++++ Text provided ++++
It is plaintiff’s contention that she suffered from an injury that was not readily apparent at the time of its origin, that is, at the time of the operation on 1 October 1978; and that her discovery of her alleged injury at some point after 17 August 1981, a date more than two years after the surgery, brings her within the second provision of G.S. 1-15(c). If applicable, this portion of the statute would allow plaintiff one year from the date of her discovery of the “injury, loss, defect, or damage” to bring an action for malpractice. Furthermore, plaintiff did commence her action on 16 August 1982, a date within one year after her alleged [312 N.C. 629] discovery, thus satisfying this particular requirement of the statute.
This one-year-from-discovery exception contained within the second provision of G.S. 1-15(c) is subject to a four-year absolute or outer time limit within which plaintiff must bring an action for malpractice. This outer time limit begins with the last act of the defendant giving rise to the cause of action. Since plaintiff commenced her malpractice action on 16 August 1982, or within one year after she allegedly discovered her injury and within four years from the last act of defendant when he performed surgery on 1 October 1978, she contends that the trial court improperly granted defendant’s motion to dismiss based upon the three-year statute of limitations contained in G.S. 1-15(c).
++++ Given entries ++++
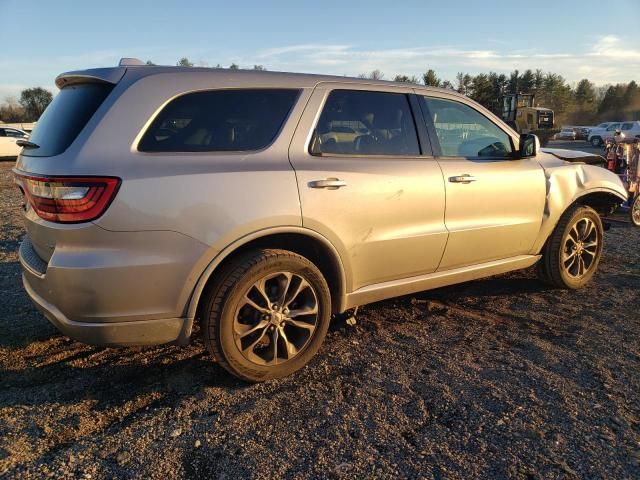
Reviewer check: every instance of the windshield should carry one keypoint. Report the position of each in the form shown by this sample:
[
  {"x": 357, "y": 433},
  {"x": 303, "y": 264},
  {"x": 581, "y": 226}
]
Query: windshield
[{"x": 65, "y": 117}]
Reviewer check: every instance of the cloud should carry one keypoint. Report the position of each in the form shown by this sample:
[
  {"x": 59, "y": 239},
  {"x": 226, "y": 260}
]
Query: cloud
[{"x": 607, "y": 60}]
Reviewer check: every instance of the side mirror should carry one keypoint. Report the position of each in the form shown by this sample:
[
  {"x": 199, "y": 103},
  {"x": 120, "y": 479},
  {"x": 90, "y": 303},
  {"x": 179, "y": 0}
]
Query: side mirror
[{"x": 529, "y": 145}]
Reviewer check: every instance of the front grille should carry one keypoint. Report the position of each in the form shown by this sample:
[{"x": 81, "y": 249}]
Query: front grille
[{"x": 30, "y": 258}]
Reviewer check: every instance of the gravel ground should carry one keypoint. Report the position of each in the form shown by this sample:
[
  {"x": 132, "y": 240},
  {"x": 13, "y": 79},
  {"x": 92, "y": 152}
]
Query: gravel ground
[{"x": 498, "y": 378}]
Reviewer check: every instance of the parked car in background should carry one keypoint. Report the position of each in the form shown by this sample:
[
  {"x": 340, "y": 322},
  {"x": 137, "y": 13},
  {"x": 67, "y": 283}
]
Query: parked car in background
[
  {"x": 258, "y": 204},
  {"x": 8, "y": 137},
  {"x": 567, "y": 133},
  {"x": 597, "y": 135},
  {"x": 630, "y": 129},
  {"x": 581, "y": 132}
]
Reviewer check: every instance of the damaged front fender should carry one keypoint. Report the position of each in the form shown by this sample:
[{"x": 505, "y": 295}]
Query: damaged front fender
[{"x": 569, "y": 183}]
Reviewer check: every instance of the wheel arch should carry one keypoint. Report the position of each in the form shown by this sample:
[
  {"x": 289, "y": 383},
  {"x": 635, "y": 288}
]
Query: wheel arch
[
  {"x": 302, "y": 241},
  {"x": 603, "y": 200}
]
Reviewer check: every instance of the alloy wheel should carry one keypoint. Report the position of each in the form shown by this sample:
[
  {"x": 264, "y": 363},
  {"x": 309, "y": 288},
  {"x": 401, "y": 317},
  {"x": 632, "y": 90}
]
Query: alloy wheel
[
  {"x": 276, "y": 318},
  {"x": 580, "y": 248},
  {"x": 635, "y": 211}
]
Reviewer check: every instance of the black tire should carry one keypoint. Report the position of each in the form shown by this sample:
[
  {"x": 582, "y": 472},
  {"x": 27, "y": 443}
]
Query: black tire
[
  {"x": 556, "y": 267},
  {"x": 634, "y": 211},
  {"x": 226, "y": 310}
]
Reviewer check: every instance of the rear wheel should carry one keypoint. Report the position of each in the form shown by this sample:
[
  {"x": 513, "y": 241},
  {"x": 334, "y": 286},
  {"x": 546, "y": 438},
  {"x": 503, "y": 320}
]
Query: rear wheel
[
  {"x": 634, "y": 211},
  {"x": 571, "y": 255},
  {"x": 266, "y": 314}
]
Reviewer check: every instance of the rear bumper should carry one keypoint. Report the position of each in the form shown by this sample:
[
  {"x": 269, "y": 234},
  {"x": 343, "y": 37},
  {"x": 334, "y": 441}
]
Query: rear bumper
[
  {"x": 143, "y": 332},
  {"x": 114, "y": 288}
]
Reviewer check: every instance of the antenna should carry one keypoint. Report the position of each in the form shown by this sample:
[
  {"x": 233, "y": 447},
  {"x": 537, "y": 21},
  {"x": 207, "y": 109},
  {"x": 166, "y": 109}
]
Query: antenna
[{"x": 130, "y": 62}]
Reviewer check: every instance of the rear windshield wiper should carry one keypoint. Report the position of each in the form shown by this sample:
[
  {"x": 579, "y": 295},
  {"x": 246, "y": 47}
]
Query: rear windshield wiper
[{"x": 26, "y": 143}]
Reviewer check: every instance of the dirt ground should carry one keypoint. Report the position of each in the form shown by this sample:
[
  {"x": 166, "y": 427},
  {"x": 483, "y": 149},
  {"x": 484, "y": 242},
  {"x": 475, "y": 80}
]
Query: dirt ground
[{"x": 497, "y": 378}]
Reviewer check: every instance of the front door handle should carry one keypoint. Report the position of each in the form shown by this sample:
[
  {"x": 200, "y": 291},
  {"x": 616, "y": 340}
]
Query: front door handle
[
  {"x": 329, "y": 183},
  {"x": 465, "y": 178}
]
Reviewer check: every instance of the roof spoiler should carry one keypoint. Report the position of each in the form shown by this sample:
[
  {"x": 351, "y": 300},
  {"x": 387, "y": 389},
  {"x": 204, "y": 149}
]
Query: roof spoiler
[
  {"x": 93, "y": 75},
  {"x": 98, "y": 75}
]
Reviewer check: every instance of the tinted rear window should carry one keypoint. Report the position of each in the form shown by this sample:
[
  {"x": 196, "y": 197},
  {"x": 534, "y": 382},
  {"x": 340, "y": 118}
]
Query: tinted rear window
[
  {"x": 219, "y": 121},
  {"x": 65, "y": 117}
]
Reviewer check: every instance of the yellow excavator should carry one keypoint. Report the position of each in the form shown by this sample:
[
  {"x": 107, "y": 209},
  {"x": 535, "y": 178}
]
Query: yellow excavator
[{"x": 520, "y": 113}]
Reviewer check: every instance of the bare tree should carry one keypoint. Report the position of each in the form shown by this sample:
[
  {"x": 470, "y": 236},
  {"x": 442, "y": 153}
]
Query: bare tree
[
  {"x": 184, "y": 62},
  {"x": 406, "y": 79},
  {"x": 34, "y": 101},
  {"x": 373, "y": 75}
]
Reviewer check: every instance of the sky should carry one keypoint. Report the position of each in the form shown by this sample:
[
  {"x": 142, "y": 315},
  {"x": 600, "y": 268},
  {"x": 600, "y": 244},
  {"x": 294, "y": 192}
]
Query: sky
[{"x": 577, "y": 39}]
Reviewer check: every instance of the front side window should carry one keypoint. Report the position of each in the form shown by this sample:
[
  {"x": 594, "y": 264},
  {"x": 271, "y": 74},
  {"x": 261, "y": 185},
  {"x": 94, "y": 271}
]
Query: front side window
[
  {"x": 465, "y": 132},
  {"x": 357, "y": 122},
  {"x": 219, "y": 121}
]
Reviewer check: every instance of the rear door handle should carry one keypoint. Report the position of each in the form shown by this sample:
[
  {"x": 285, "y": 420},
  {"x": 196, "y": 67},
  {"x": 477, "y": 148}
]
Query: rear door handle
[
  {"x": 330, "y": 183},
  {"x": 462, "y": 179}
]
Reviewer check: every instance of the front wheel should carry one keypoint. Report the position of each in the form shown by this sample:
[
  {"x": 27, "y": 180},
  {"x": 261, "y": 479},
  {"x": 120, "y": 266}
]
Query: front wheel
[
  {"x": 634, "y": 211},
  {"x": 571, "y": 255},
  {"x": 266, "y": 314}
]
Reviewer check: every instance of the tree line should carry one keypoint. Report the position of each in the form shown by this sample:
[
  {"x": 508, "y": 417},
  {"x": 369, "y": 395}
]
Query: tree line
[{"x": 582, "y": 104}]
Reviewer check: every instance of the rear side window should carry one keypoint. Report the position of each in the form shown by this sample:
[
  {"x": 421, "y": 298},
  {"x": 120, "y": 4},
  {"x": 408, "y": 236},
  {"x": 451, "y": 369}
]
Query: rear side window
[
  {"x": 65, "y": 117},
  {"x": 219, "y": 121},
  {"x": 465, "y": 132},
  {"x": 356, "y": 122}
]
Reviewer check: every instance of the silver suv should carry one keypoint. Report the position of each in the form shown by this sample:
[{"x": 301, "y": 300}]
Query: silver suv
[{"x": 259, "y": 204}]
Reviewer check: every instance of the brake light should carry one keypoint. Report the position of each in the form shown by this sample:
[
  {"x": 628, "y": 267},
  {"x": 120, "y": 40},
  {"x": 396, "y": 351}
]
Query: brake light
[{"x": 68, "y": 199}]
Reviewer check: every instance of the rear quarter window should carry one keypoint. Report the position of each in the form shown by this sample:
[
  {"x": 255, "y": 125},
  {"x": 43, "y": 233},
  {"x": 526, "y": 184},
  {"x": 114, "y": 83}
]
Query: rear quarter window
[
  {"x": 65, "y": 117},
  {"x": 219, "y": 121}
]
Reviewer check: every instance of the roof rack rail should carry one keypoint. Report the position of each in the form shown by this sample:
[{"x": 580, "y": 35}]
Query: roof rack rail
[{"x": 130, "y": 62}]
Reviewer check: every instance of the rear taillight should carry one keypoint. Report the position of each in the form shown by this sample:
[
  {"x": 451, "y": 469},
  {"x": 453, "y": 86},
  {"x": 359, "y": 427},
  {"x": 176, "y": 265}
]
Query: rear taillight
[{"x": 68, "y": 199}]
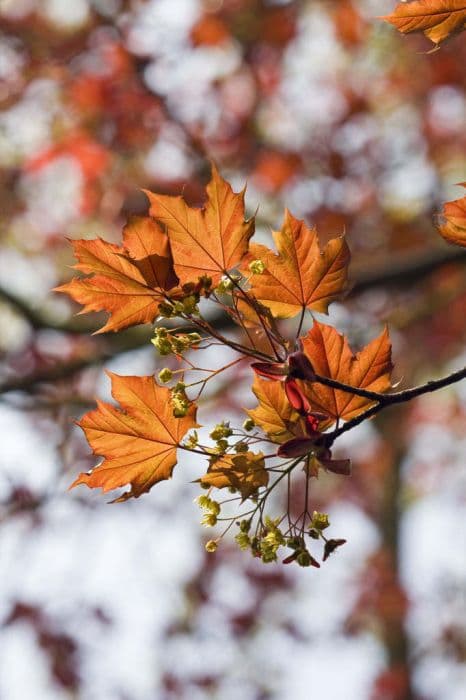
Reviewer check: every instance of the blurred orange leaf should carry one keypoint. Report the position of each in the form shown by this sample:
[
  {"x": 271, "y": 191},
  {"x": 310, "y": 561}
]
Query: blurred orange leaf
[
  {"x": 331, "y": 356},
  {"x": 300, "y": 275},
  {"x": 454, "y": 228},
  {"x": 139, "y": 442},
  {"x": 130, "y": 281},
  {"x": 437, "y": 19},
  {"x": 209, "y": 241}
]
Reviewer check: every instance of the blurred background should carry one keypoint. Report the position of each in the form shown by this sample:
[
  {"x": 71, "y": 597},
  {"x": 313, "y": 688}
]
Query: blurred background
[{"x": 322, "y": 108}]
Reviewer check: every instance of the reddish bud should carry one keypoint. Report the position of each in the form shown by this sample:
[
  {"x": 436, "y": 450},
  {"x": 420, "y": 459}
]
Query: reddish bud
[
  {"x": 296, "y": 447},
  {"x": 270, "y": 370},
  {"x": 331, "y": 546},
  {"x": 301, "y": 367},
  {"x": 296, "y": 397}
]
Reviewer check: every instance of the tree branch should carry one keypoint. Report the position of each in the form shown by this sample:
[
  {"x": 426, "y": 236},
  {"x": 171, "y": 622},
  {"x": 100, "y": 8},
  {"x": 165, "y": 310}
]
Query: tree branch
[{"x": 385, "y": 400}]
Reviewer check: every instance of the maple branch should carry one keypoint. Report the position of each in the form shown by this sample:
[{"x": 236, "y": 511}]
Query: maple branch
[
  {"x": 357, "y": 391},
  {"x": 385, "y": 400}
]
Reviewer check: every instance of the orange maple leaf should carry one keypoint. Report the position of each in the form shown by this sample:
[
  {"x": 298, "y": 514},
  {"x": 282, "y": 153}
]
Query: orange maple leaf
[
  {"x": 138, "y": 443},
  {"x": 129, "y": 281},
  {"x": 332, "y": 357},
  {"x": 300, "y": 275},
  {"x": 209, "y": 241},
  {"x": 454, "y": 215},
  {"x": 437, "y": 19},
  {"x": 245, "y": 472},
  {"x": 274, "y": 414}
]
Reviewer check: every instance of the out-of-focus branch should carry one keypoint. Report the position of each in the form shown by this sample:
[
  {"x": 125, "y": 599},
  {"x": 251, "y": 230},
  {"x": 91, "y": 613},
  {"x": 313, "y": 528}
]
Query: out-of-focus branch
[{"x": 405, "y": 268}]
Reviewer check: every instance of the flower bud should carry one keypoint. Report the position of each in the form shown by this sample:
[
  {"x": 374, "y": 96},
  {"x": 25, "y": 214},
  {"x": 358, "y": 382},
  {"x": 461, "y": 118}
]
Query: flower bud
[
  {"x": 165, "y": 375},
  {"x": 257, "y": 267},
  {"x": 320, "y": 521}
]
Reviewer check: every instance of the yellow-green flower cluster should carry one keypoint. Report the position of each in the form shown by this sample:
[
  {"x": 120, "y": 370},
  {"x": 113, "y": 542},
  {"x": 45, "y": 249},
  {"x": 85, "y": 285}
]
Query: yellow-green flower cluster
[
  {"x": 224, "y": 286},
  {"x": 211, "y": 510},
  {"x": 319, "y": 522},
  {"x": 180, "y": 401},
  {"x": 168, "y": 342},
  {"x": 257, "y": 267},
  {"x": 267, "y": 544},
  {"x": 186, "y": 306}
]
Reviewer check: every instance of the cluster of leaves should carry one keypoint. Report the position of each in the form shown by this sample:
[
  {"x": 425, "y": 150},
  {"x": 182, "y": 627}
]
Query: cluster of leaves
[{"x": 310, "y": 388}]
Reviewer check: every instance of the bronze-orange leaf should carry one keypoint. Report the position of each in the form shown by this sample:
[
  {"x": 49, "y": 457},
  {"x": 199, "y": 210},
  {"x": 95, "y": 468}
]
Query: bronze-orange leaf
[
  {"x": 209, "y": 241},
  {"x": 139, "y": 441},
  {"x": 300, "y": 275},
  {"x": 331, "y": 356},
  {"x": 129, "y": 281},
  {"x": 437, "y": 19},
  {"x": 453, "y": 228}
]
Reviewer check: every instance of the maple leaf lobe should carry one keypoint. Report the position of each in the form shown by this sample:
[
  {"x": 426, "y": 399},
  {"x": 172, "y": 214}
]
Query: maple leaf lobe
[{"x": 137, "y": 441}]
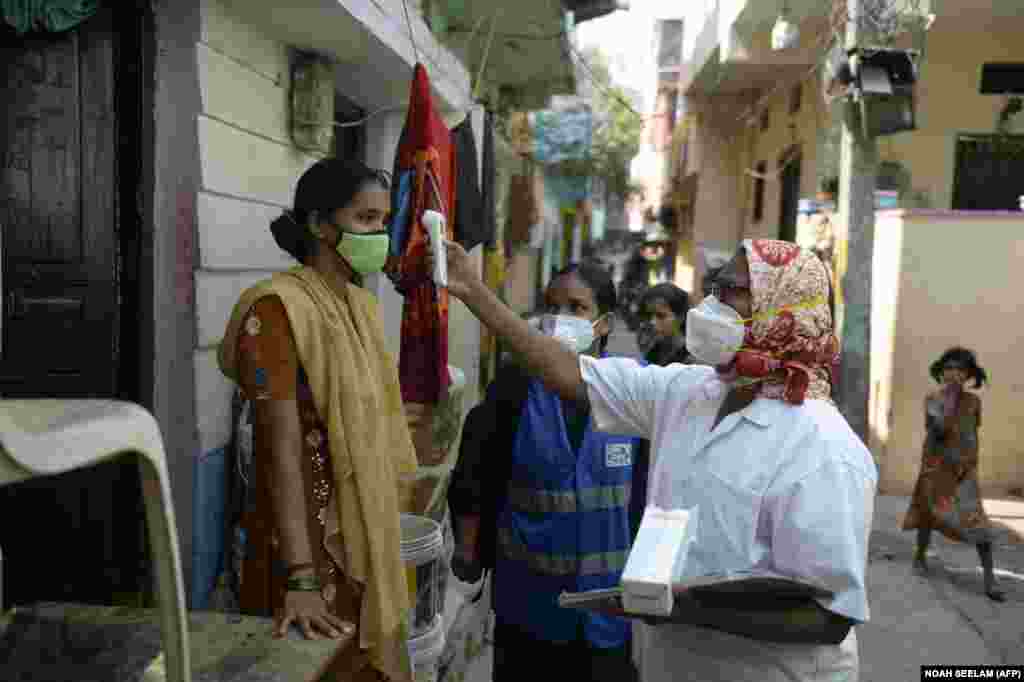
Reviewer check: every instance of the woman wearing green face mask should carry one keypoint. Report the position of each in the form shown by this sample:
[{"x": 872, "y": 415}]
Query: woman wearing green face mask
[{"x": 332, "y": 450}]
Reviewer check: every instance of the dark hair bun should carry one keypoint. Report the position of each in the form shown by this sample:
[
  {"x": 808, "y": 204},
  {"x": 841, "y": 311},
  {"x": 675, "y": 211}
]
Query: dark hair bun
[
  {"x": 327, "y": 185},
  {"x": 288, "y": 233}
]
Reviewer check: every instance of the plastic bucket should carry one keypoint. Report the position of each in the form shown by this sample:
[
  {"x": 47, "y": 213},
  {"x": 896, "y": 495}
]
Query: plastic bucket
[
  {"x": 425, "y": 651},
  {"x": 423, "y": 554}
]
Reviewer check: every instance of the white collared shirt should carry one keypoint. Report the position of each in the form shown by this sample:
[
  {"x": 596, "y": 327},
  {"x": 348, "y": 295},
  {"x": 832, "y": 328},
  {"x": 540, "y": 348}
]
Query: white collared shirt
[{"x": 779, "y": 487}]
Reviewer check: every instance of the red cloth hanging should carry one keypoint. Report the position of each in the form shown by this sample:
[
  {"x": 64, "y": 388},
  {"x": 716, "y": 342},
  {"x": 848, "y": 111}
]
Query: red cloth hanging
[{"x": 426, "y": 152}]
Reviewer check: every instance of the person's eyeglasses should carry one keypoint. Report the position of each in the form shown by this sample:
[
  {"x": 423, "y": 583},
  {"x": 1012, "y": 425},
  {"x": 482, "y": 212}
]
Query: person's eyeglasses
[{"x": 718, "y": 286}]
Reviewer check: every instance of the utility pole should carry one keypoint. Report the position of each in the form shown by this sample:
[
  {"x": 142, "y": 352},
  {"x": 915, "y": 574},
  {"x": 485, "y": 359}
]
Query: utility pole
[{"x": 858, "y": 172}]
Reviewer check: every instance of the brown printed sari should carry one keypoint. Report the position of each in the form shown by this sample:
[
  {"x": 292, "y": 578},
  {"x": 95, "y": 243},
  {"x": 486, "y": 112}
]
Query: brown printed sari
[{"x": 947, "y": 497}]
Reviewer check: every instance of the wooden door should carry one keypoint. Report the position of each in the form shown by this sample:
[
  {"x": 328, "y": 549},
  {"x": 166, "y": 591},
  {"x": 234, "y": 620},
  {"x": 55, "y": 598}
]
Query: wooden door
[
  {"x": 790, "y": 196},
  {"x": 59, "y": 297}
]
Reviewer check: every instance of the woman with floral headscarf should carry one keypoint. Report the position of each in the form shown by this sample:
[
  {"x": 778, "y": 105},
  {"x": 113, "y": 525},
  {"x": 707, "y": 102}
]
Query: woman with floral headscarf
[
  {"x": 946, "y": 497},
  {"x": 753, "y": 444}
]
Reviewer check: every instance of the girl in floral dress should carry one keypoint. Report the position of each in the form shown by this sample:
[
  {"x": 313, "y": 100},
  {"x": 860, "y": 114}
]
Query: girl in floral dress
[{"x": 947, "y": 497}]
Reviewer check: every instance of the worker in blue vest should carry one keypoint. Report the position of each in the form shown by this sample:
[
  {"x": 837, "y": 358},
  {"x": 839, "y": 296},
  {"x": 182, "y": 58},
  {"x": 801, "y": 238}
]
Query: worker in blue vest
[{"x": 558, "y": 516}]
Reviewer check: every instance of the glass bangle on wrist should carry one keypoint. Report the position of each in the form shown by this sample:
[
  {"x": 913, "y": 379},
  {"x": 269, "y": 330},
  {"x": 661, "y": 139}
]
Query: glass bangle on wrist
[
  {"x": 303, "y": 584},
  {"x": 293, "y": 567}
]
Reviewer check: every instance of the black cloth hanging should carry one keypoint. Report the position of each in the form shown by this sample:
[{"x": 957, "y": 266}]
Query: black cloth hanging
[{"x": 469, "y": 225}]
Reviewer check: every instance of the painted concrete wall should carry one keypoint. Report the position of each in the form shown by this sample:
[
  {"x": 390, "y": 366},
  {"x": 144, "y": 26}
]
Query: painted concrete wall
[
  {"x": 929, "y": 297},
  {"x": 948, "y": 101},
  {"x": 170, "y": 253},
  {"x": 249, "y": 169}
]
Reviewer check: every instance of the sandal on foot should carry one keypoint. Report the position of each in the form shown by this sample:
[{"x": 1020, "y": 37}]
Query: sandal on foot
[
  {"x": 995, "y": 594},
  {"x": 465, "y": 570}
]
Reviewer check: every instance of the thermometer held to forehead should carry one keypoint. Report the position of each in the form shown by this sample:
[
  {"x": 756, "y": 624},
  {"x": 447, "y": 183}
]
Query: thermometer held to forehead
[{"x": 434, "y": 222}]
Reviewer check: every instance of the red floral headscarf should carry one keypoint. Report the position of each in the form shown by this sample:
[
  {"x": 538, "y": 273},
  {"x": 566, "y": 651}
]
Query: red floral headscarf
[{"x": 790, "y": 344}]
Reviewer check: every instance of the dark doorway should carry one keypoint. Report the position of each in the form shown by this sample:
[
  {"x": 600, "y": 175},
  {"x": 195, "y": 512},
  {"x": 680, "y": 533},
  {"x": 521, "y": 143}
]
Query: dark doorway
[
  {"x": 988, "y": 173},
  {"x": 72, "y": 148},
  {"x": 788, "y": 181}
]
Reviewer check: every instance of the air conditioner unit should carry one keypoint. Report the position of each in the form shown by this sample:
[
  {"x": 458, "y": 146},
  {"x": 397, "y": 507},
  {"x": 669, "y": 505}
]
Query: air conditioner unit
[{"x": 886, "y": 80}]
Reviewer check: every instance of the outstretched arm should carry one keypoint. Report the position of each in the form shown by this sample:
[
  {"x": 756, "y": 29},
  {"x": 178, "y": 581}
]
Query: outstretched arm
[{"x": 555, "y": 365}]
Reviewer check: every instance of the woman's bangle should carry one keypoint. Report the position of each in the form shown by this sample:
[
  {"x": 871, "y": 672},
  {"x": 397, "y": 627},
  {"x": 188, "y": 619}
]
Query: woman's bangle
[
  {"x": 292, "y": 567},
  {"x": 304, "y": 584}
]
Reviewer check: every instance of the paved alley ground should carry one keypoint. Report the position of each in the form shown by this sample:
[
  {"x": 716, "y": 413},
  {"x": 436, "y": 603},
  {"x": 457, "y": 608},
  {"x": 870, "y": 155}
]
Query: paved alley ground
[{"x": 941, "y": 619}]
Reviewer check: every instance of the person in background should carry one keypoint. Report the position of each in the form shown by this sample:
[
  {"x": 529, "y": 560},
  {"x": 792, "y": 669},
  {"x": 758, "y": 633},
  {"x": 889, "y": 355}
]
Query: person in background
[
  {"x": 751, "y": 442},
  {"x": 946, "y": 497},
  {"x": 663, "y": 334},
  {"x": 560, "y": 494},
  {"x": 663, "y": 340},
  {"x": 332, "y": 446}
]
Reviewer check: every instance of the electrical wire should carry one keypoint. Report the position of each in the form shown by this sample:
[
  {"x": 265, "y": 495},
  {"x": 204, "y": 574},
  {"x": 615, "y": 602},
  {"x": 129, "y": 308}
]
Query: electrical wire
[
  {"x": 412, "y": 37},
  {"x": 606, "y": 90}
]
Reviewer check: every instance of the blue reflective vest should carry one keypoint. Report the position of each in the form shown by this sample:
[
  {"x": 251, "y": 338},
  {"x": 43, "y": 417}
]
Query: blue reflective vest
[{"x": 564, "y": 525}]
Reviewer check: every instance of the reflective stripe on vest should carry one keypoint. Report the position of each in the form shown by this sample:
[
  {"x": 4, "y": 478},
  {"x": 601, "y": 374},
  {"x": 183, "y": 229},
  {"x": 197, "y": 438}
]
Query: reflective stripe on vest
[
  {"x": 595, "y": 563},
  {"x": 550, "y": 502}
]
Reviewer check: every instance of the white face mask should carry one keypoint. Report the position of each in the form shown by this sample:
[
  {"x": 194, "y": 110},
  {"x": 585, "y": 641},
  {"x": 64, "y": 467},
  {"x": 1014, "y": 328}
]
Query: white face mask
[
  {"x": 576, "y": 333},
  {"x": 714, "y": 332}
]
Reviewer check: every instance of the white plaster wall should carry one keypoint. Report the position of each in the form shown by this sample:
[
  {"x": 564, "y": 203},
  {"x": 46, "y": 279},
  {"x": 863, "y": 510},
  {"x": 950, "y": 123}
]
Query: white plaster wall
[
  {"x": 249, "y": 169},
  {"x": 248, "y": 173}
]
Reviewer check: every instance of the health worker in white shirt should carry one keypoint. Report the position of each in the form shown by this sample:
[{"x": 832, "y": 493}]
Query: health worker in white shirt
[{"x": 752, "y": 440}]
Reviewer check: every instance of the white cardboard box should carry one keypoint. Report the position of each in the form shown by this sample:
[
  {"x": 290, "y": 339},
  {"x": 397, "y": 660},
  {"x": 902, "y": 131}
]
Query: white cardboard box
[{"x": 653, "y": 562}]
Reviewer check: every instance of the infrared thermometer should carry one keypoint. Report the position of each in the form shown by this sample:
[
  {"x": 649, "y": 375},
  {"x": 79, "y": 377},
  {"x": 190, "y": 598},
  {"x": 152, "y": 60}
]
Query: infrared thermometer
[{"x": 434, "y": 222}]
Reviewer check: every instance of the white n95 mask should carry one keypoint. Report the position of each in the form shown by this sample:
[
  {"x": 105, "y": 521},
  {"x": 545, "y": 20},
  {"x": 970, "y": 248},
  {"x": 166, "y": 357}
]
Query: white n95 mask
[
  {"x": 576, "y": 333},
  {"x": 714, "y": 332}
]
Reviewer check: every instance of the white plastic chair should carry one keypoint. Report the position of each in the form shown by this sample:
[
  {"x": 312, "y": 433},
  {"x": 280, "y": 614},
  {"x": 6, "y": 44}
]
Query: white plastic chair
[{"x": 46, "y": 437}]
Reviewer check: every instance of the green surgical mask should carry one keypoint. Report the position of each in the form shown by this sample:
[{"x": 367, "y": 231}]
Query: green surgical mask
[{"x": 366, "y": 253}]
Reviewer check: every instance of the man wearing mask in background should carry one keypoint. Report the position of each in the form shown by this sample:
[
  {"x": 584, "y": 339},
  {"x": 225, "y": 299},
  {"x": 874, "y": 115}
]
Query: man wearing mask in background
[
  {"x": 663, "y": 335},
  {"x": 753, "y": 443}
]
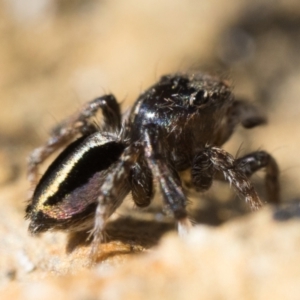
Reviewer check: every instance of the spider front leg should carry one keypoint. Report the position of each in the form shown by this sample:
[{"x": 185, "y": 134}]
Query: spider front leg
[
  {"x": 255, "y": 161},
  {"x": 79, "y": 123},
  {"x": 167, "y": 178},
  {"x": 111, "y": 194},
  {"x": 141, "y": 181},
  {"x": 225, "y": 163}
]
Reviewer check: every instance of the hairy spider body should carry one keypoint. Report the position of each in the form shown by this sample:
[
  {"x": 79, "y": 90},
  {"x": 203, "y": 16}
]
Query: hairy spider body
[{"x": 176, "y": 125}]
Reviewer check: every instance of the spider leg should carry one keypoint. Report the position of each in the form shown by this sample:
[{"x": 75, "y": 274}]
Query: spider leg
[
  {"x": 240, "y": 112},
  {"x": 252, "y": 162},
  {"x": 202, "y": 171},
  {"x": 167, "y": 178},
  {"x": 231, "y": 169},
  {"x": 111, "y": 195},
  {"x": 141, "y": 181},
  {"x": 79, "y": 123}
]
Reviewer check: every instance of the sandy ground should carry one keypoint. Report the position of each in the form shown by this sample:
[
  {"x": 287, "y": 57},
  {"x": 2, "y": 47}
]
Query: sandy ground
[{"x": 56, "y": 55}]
++++
Task objective — Copy everything from "This one-year-from-discovery exception" down to "in G.S. 1-15(c)." in the passage on the malpractice statute of limitations, keeping every word and punctuation mark unchanged. The records are separate from the passage on the malpractice statute of limitations.

Answer to this task —
This one-year-from-discovery exception contained within the second provision of G.S. 1-15(c) is subject to a four-year absolute or outer time limit within which plaintiff must bring an action for malpractice. This outer time limit begins with the last act of the defendant giving rise to the cause of action. Since plaintiff commenced her malpractice action on 16 August 1982, or within one year after she allegedly discovered her injury and within four years from the last act of defendant when he performed surgery on 1 October 1978, she contends that the trial court improperly granted defendant’s motion to dismiss based upon the three-year statute of limitations contained in G.S. 1-15(c).